# Enunciado 1
Segundo o texto de origem, com que finalidade quem narra acorda cedo todos os dias?
# Enunciado 2
Reúna todas as linhas dos registros que contenham a palavra "locate", levando em conta a distinção entre maiúsculas e minúsculas.

# Texto de origem
Eu ainda acredito
Não, eu não alienada para ver o mundo de dentro de uma lente multicolorida e doce onde não há dor, nem sofrimento e nem angustia, nem fome, nem desrespeito e crueldade. Eu vejo tudo isto e vejo muito, vejo demais. É exatamente por ter esta pele fluida que vê muito mais do que gostaria, que pinto ! humildemente pinto cores que qual aquarelas pasteis , escorrem pelos cinzas berrantes, pinto a luz onde o vermelho assusta, tento desesperadamente suavizar os escuros e frios becos deste mundo. Nasci com este defeito e é incurável, eu sofro dolorosamente as dores das árvores cortadas, eu choro por dentro quando um rio sangra sua dor pelas terras, vendo em seu ventre, seus filhos sufocar ! eu morro por dentro um pouco, todas as vezes que vejo um animal cair sem forças, por falta de água e comida! Eu me firo ao ver o abandono dos pais á seus filhos, eu sufoco de tanta dor quando vejo uma mãe abandonar um bebê numa lata de lixo, e depois ainda tentar se explicar. Não, eu não sou alienada para ver o mundo sobre uma lente colorida. É que como eu ja disse, eu nasci com defeito... na minha infância, cresci sozinha e ficava horas á fio, sentada no meio das árvores escrevendo com elas e quem sabe para elas, eu passava horas sentada na beira de um riachinho que passava na casa de meu pai, e como ele era lindo e frio, cheio de peixinhos e pedras que eram meus cristais. E quero crer que foi lá que eu me apaixonei pelo silêncio, um amor que nunca modificou-se, é perene e eterno. Este meu defeito me faz abrir largos sorrisos sempre que vejo o sol nascer, e eu acordo cedo todo dia só para ver ele, com isto me revoam beija flores, sabiás, bem-te-vis, rouxinóis, e como são lindos e como me alegram... quando dou sorte, ainda vejo o pica-pau, os saguins e as preguiças... eu os vejo e só por vê-los, meu mundo já fica mais bonito. Eu cavo minha alma todo dia e arranco dela toda a ternura que nossa realidade nos imputa, todos somos fontes infindáveis dela, eu busco em mim o riso pelas coisinhas bem pequenas e assim eu aprendo a fazer rir os que choram. Não, eu não sou alienada pelo que acontece longe de mim, na Síria, eu sei que as mães também choram, na África , na França, aqui... Neste nosso mundo todo tão carente de amor. Os homens perderam-se de si mesmos, e nomeiam isto de progresso, tecnologia, sucesso, "felicidade!"

# Material fornecido
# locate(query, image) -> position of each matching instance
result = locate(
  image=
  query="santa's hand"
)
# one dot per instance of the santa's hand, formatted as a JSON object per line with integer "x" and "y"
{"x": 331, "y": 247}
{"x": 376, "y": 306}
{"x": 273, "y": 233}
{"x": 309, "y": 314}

# Resposta 1
Para ver o sol nascer.

# Resposta 2
# locate(query, image) -> position of each matching instance
result = locate(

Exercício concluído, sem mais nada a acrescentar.